ACTIVITY:
Continue the article about the "Humanity's Last Exam" AI benchmark initiative, starting after its last sentence.

PROVIDED TEXT:
****************************************

A worldwide initiative named “Humanity’s Last Exam” is on the hunt for challenging, expert-level questions to evaluate the advancement of artificial intelligence, as the current popular benchmarks have become trivial for sophisticated models.
On Monday, a coalition of tech experts made a global appeal for the most difficult questions to present to artificial intelligence systems, which have increasingly breezed through well-known benchmark tests.
The initiative, referred to as “Humanity’s Last Exam,” aims to pinpoint the arrival of true expert-level AI. Organizers from a non-profit called the Center for AI Safety (CAIS) and the startup Scale AI hope to keep the project relevant as capabilities continue to evolve in the years to come.
This call for questions follows the recent announcement of a new model by the creators of ChatGPT, called OpenAI o1, which reportedly “destroyed the most popular reasoning benchmarks,” according to Dan Hendrycks, executive director of CAIS and an advisor to Elon Musk’s xAI startup.
Hendrycks co-authored two papers in 2021 proposing tests for AI systems that have since gained traction; one assessed undergraduate-level understanding in subjects like U.S. history, while the other evaluated models’ reasoning abilities using competitive-level math. The undergraduate exam has been downloaded more frequently from the AI platform Hugging Face than any other dataset of its kind.
At the time those papers were released, AI models were providing nearly random answers. “They’ve now been trounced,” Hendrycks told Reuters.
For example, the Claude models developed by AI lab Anthropic improved dramatically, rising from a score of approximately 77% on the undergraduate-level test in 2023 to nearly 89% the following year, according to a prominent capabilities ranking.
However, AI has yet to surpass human intelligence.
According to a report from Stanford University’s AI Index published in April, AI has struggled with less commonly used assessments involving planning and visual pattern-recognition challenges. For instance, OpenAI o1 scored around 21% on one variant of the pattern-recognition ARC-AGI test, as reported by the ARC organizers on Friday.

****************************************

EXTRACTED RECORDS:
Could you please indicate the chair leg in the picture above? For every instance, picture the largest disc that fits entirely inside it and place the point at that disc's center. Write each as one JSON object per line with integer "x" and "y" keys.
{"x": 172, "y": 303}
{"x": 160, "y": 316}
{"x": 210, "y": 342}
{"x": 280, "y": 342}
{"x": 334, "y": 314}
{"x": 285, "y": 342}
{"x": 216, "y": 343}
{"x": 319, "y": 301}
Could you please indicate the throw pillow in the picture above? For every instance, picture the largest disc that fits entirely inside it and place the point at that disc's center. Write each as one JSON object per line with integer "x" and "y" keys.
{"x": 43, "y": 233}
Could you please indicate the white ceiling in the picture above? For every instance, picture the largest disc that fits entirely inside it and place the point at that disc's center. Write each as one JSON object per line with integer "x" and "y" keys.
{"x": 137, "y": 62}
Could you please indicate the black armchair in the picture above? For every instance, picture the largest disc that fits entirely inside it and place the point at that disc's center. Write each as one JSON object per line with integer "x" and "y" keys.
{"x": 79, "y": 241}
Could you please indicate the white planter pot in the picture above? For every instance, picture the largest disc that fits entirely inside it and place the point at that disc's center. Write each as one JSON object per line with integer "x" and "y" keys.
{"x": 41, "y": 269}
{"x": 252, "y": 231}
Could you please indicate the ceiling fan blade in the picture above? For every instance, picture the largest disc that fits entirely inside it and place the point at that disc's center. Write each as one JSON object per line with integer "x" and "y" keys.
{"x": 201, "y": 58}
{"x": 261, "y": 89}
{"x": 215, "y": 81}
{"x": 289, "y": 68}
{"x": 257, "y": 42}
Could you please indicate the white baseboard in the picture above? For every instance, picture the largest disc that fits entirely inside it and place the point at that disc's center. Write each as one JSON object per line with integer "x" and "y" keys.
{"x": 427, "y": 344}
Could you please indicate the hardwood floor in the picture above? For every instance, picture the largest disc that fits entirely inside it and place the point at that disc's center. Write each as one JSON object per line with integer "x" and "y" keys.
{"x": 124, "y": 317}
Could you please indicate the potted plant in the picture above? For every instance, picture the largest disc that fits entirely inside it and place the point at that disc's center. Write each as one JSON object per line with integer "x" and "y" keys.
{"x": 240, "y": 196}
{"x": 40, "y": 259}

****************************************

RESULT OF THIS EXERCISE:
Some AI researchers suggest that such results indicate that planning and abstract reasoning are more reliable indicators of intelligence. However, Hendrycks mentioned that the visual components of the ARC may not be ideal for evaluating language models. “Humanity’s Last Exam” will specifically require abstract reasoning, he stated.
Industry experts have noted that answers from frequently used benchmarks might have been included in the data training AI systems. To ensure that responses from “Humanity’s Last Exam” aren’t simply regurgitated from memory, Hendrycks said that some questions will remain confidential.
The exam aims to comprise at least 1,000 crowd-sourced questions by November 1, designed to challenge non-experts. These questions will go through a peer review process, with winning entries receiving co-authorship and prizes of up to $5,000 sponsored by Scale AI.
“There is an urgent need for more challenging tests for expert-level models to keep track of the rapid evolution of AI,” stated Alexandr Wang, the CEO of Scale AI.
One key restriction is that the organizers do not wish to include any questions related to weapons, which many believe would pose a significant danger if explored by AI.